Exercise description
Can you give the records below again with every "steel" replaced by "iron", changing nothing else and leaving the pictures out of your answer?

(Data items)

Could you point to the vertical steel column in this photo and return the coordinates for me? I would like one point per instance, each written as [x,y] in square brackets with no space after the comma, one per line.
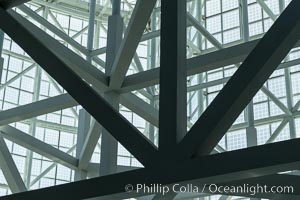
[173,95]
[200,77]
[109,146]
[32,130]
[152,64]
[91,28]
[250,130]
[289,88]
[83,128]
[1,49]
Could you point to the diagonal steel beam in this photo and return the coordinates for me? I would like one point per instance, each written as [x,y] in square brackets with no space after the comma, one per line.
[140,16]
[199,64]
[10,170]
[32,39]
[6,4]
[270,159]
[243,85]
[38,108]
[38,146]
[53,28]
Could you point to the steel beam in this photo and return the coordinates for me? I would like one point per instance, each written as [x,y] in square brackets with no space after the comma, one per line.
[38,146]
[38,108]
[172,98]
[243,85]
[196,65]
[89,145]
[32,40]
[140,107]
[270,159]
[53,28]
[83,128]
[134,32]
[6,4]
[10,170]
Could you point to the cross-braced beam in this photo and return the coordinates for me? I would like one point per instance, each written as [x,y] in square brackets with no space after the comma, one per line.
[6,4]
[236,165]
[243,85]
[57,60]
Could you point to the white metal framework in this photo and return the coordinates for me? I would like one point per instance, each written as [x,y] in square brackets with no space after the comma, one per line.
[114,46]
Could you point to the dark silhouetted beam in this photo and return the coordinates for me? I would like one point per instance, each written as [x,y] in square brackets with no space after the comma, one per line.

Result for this task
Could you point to the vertical iron column in this photo and return the coordinates for me? I would like one point per instance, each written as [x,y] in square brackets with no space after the comma, one per line.
[173,95]
[200,77]
[109,146]
[32,130]
[152,64]
[91,28]
[250,130]
[289,88]
[83,128]
[1,49]
Could you point to the diagonal iron beam in this photo and return the coordinates for me? I would like one point per instance, each written as [x,y] in square brackets with no space after the comma, one per line.
[140,16]
[199,64]
[10,170]
[32,39]
[6,4]
[270,159]
[243,85]
[38,108]
[38,146]
[53,28]
Could you point to the iron beam in this photo and return the coordinates for me? I would like one point per instance, each written as [x,y] in square brackets with no space after the comma, one per line.
[38,146]
[38,108]
[172,98]
[243,85]
[196,65]
[89,145]
[32,40]
[140,107]
[270,159]
[53,28]
[83,128]
[134,32]
[6,4]
[10,170]
Could you point to the cross-braced beam in this photo and return the coordinates for me? I would like one point per instance, each written as [x,y] in square brackets with no space after the comma, one per line.
[6,4]
[236,165]
[243,85]
[57,60]
Could you point to the white metal framework in this photo and return the coordinates for me? I would like one point per instance, each written as [x,y] in square brackets with no space after the comma, one per line.
[114,46]
Could you point to the dark silhouetted beam in this photo and return the coordinates for me? I would like one point per instance, each written as [x,y] in square brackets with no space after the comma, one per line.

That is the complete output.